=== Aim of the task ===
From the records below, pull each line that has "head".
**** Record extracts
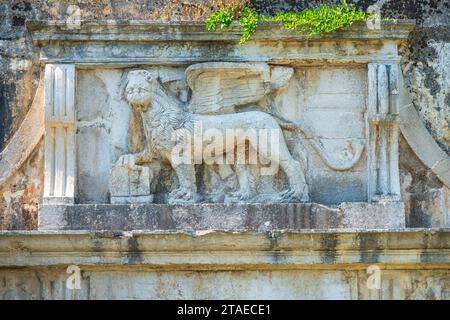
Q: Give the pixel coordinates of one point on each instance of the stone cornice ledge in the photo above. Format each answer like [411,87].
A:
[154,31]
[220,250]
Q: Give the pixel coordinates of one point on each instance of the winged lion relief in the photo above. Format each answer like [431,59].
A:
[226,133]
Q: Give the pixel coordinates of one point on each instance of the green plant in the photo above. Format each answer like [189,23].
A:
[314,21]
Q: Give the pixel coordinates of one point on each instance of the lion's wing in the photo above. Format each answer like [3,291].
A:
[219,87]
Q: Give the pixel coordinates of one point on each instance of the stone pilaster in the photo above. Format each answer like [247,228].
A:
[60,164]
[383,110]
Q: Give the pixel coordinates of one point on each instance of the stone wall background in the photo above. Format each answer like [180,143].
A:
[425,64]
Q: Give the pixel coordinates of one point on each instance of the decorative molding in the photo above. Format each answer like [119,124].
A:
[107,43]
[45,32]
[219,250]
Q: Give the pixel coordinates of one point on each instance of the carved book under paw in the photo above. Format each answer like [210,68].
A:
[130,183]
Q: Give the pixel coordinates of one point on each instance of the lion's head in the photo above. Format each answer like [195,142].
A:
[139,88]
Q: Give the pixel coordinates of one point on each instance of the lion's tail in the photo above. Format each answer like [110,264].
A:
[330,161]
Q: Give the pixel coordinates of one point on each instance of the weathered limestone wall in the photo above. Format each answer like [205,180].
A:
[425,67]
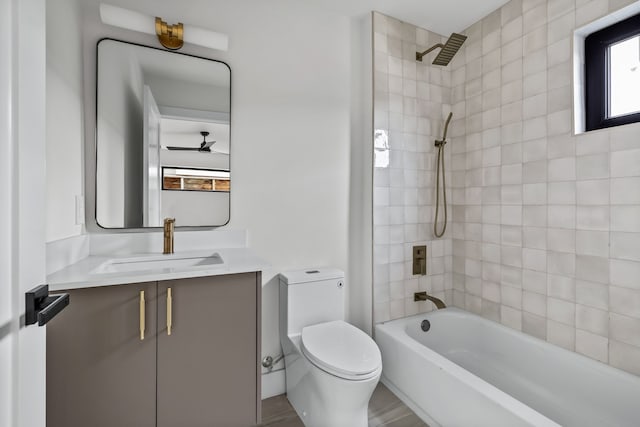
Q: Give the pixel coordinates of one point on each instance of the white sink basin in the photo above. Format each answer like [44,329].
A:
[159,263]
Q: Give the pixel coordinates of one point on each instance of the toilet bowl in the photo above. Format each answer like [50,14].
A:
[332,367]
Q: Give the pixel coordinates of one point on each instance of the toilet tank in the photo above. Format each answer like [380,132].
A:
[310,296]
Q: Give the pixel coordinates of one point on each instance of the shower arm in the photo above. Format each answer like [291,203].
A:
[432,48]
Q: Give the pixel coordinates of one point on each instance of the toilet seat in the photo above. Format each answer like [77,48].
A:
[342,350]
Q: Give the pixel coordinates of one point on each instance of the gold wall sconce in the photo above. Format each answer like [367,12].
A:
[170,36]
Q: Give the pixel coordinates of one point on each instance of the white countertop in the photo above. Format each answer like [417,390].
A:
[83,273]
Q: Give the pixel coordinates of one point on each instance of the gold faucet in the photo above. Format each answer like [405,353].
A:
[423,296]
[168,235]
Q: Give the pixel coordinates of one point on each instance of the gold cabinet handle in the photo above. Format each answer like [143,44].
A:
[142,316]
[169,311]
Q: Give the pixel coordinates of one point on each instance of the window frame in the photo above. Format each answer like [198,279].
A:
[597,78]
[195,169]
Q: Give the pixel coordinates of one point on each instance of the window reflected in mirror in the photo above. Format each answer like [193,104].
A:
[181,179]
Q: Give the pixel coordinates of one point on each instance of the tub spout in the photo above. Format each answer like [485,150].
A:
[423,296]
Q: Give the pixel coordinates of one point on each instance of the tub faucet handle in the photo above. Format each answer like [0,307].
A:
[423,296]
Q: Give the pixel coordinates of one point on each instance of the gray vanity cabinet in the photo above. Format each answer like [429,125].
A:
[204,373]
[99,372]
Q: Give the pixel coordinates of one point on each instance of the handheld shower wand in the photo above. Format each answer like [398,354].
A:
[440,171]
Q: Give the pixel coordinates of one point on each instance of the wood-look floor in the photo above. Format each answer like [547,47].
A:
[385,409]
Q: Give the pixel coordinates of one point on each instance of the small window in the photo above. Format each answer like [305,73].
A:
[612,73]
[184,179]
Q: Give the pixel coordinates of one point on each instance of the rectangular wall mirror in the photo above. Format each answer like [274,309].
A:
[162,138]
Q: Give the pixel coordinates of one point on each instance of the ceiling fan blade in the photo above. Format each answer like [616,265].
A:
[183,148]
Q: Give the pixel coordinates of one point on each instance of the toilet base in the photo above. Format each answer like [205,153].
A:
[324,400]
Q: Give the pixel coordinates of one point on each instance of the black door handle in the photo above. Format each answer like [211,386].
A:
[42,307]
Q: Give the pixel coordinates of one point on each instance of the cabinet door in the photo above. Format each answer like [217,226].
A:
[99,372]
[208,367]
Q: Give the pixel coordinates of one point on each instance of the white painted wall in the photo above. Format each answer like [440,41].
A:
[65,115]
[22,207]
[8,316]
[299,114]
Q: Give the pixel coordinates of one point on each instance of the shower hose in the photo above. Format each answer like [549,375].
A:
[440,172]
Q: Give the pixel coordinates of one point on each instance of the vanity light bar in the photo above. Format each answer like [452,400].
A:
[136,21]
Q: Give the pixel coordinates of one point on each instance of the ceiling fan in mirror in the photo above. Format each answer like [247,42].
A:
[205,146]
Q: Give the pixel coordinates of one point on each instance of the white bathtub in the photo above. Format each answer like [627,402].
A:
[469,371]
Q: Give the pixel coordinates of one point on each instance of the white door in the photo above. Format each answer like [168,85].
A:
[151,185]
[22,208]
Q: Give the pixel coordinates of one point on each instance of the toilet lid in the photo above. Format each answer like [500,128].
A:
[341,349]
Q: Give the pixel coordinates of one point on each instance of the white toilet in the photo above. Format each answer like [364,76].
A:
[332,367]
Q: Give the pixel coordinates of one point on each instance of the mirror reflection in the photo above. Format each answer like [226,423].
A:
[162,138]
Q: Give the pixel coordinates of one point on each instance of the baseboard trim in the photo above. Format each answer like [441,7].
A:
[273,383]
[410,403]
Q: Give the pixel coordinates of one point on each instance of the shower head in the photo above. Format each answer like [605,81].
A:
[448,49]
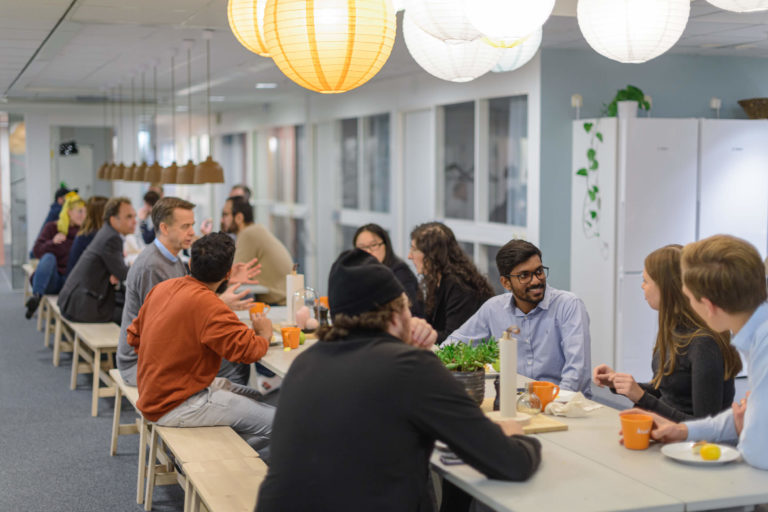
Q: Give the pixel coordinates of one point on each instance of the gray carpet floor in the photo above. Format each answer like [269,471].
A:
[53,455]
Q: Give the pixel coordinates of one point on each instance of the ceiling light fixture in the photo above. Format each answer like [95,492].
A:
[209,171]
[329,47]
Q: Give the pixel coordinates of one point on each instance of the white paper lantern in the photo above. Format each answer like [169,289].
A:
[519,55]
[456,61]
[632,31]
[443,19]
[741,5]
[508,19]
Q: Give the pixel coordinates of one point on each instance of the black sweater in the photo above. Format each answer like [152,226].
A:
[357,422]
[696,389]
[455,303]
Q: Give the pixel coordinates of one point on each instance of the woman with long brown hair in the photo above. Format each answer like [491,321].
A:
[693,366]
[453,289]
[94,219]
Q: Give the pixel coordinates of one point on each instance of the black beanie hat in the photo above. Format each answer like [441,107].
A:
[358,283]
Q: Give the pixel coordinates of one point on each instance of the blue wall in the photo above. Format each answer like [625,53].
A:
[680,85]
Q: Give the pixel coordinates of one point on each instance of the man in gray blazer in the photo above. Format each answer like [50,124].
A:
[88,294]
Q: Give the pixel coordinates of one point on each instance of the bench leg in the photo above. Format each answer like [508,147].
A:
[96,365]
[75,362]
[143,428]
[116,421]
[57,334]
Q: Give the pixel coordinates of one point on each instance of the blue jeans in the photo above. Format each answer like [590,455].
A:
[46,280]
[224,403]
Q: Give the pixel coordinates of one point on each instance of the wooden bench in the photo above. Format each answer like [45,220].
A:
[230,485]
[194,444]
[91,341]
[140,426]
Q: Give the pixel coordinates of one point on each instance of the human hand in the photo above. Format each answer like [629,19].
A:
[422,334]
[235,300]
[244,273]
[261,325]
[662,430]
[509,426]
[625,384]
[206,226]
[738,413]
[602,375]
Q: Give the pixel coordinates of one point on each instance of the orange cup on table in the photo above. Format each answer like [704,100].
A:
[259,308]
[546,391]
[636,429]
[290,336]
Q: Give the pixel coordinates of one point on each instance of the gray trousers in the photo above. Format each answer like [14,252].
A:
[225,403]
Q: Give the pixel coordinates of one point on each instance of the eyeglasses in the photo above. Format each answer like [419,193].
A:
[541,273]
[370,247]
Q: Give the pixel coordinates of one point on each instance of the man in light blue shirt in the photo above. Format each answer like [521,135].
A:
[724,278]
[552,326]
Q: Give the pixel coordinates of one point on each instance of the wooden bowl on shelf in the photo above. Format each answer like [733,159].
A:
[755,108]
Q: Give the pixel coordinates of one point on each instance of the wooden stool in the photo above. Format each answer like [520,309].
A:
[91,341]
[230,485]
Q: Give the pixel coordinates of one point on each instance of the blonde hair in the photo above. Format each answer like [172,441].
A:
[728,271]
[71,201]
[678,322]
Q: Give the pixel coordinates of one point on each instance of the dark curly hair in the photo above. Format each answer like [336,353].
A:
[443,256]
[212,257]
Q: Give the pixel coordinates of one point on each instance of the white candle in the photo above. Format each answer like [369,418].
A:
[508,376]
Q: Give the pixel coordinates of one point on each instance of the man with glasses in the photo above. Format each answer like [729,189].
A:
[551,325]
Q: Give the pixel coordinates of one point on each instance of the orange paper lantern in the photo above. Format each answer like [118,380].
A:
[246,20]
[329,46]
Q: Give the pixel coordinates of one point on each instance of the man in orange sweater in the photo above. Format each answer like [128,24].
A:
[181,334]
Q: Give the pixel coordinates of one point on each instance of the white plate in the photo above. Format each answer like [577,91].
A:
[683,452]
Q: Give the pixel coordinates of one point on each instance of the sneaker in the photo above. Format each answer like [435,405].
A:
[32,303]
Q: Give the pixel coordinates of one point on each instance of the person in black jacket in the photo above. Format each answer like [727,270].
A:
[361,409]
[454,289]
[88,294]
[374,240]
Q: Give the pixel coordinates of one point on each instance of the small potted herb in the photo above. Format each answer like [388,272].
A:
[467,363]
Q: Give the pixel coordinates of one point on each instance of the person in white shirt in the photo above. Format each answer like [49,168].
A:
[724,278]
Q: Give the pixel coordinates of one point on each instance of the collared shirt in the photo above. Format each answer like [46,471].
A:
[752,342]
[165,252]
[553,343]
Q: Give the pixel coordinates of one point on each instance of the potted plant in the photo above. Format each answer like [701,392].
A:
[467,363]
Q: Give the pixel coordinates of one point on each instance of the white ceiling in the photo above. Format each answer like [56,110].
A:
[77,49]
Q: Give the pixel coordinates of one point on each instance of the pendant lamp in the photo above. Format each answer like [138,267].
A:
[130,170]
[632,31]
[519,55]
[246,20]
[329,46]
[186,173]
[741,5]
[169,173]
[154,173]
[208,171]
[508,20]
[443,19]
[118,171]
[455,62]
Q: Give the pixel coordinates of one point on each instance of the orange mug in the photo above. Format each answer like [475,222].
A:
[546,391]
[636,429]
[291,336]
[259,308]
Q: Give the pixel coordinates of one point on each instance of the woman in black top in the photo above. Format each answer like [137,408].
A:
[693,366]
[453,288]
[374,240]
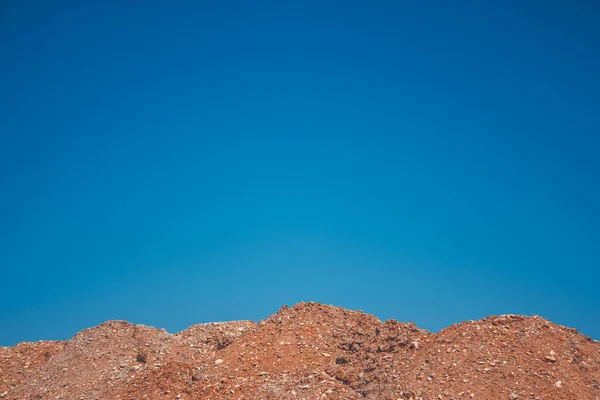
********
=== Answer section ===
Q: Give the pixel coordinates of one point on each instance of the lion's head in the photo above. Format each answer like [195,142].
Q: Give the pixel coordinates of one point on each instance of the shower head in the photo above. Format each answer like [605,81].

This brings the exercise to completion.